Directive
Every line below is to be quoted exactly, with nothing added or dropped.

Raw records

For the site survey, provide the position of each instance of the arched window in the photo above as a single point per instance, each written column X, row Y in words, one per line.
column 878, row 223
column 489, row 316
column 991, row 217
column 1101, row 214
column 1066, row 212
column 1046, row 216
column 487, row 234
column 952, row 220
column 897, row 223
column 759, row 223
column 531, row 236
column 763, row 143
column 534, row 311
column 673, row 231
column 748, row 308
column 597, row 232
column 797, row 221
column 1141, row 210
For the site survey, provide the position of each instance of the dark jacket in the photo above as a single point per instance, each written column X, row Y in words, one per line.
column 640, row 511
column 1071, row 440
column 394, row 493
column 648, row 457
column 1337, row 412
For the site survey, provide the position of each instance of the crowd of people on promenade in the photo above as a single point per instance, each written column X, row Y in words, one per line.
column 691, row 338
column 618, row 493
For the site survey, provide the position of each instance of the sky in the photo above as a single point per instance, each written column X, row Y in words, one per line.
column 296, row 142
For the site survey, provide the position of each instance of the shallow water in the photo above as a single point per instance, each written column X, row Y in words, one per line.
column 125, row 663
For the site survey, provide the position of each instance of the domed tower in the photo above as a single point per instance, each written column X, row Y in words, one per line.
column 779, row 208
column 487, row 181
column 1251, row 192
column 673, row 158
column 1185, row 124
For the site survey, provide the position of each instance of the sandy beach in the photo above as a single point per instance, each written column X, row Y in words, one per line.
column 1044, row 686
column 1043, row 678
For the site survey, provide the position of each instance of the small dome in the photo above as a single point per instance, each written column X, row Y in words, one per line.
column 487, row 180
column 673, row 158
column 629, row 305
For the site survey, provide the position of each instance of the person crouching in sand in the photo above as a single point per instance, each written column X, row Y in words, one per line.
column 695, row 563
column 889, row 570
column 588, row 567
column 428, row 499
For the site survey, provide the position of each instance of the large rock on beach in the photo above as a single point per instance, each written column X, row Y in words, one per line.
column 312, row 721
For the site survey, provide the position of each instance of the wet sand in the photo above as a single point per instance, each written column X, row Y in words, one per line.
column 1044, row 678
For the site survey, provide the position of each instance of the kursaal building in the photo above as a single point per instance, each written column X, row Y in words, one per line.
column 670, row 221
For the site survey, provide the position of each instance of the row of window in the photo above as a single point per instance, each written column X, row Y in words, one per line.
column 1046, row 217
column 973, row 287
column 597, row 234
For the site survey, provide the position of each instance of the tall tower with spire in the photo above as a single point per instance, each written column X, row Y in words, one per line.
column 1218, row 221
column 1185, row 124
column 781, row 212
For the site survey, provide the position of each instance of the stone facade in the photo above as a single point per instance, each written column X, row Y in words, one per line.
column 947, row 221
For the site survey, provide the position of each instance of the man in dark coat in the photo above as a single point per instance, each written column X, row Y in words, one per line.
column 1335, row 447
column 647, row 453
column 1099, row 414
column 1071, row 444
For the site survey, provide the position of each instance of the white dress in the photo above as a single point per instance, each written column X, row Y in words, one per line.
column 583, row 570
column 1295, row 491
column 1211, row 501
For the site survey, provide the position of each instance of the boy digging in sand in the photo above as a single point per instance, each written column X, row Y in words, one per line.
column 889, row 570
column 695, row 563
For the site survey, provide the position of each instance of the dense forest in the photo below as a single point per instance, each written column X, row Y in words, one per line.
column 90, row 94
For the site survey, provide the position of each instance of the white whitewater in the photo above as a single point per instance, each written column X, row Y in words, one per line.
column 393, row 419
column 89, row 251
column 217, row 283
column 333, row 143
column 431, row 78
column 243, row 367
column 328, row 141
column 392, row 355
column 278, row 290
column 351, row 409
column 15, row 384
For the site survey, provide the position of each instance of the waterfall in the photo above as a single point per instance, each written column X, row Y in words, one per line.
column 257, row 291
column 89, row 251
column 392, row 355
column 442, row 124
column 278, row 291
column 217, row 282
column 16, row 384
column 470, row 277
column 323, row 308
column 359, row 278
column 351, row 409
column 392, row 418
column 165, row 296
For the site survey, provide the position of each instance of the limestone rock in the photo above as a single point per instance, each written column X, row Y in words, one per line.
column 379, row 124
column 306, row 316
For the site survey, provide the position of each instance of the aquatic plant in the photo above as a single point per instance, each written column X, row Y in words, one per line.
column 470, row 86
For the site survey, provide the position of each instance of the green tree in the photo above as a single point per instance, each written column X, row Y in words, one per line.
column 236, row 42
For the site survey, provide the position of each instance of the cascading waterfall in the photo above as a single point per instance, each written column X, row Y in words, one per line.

Answer for this exercise
For the site survey, provide the position of each instance of the arched window in the photo above as a single point per instance, each written column X, row Y in words, one per line.
column 878, row 223
column 489, row 316
column 991, row 217
column 1101, row 214
column 1066, row 212
column 1046, row 216
column 487, row 234
column 952, row 220
column 897, row 223
column 759, row 223
column 531, row 236
column 763, row 143
column 534, row 311
column 673, row 231
column 748, row 308
column 597, row 232
column 797, row 221
column 1141, row 210
For the site survey, provide the position of each instance of the dark jacket in the photo above as a single point per instance, each written column X, row Y in words, one per line.
column 640, row 511
column 1071, row 440
column 394, row 493
column 648, row 457
column 1337, row 412
For the site survey, provide the position of each instance of the crowd of people on promenade in the photo above as a single point per instance, each written column X, row Y in words, one per line.
column 691, row 338
column 618, row 493
For the site survey, provide the position of each instance of the sky in the photo above as a single point per instance, each written column X, row Y in words, one per line.
column 296, row 142
For the site survey, provide the position of each instance of the shallow water in the photo above as a single point per instance, each written column X, row Y in words, one per line.
column 125, row 663
For the site survey, provide the position of each instance of the domed tower in the photo above as a single point per instance, each written column X, row Y in words, one per line.
column 779, row 208
column 487, row 181
column 1251, row 192
column 673, row 158
column 1185, row 124
For the site survey, provide the position of each instance of the sandy beach in the photo above as a single point per instance, each written column X, row Y in words, one per line.
column 1044, row 686
column 1043, row 678
For the site survey, provide the position of each instance of the small dome in the photo above as a single point per instance, each written column X, row Y in words, one per line.
column 487, row 180
column 673, row 158
column 629, row 305
For the site survey, provide the position of each instance of the person crouching in sand in the photo above as a single point per instance, each written column X, row Y in words, one per line.
column 695, row 563
column 889, row 570
column 588, row 567
column 428, row 499
For the site survey, provide the position of each instance of the large rock on beach in the photo above as a single point per instance, each written column X, row Y in words, one per line.
column 312, row 721
For the site survey, provide the position of each instance of the wet sand in the photo above as a single point per instance, each written column X, row Y in words, one per line.
column 1044, row 678
For the site survey, provide the position of each instance of the kursaal building in the photo above as a single point per instance, each written column X, row Y in words, one per line.
column 670, row 221
For the site survey, provide the position of each instance of the row of window in the photo above as a single point per instance, each written column X, row Y in words, one per line.
column 1046, row 217
column 973, row 287
column 597, row 234
For the site survey, provide the position of each instance of the tall tower with spire in the photo above as a single point per instance, each written column X, row Y in words, one per line.
column 1218, row 221
column 1185, row 124
column 781, row 212
For the site survey, provide the position of each instance of the stone facade in the photo above as a single point per instance, each written column X, row Y in words, one per line.
column 947, row 221
For the site survey, provide the position of each instance of the man in dark coat in the photo above as a single point per instance, each written column X, row Y in words, one per line.
column 1335, row 447
column 647, row 453
column 1099, row 414
column 1071, row 444
For the site survey, provide the position of each instance of the white dress in the photo above as a single point per instance, each written column X, row Y in words, one per line.
column 583, row 570
column 1295, row 491
column 1211, row 501
For the site survey, provide the position of each instance of the boy digging in sand in the photo above as a single point per instance, each written column X, row Y in words, one per line.
column 889, row 570
column 695, row 563
For the site survey, provide the position of each instance of the dense forest in the photo below as a single point per instance, each written column X, row Y in words, one per line.
column 90, row 94
For the site survey, provide the position of each instance of the white whitewater in the photo above as a single point per instance, each written column X, row Y in words, one per line.
column 393, row 419
column 89, row 251
column 217, row 283
column 333, row 143
column 431, row 78
column 243, row 367
column 328, row 141
column 392, row 355
column 278, row 290
column 351, row 409
column 15, row 384
For the site survey, provide the position of each instance of the waterfall in the photo above as a single point per instance, each written column X, row Y in words, one per line.
column 257, row 291
column 89, row 251
column 392, row 355
column 442, row 124
column 278, row 291
column 217, row 282
column 16, row 384
column 470, row 277
column 323, row 308
column 359, row 278
column 351, row 409
column 392, row 418
column 165, row 296
For the site survey, provide the position of each instance of the limestone rock in the photo above as a single point per instance, each written column X, row Y in words, one per line.
column 379, row 124
column 306, row 316
For the site survey, provide the position of each instance of the aquatic plant in the photo above as a single point per instance, each written column X, row Y in words, one per line.
column 470, row 86
For the site survey, provide the position of each instance of the green tree in the photo above as a single point per instance, each written column X, row Y in words, one per line.
column 236, row 42
For the site survey, provide the position of each instance of the cascading waterfall in the photo above as a single point per instance, each written column X, row Y in words, one per line.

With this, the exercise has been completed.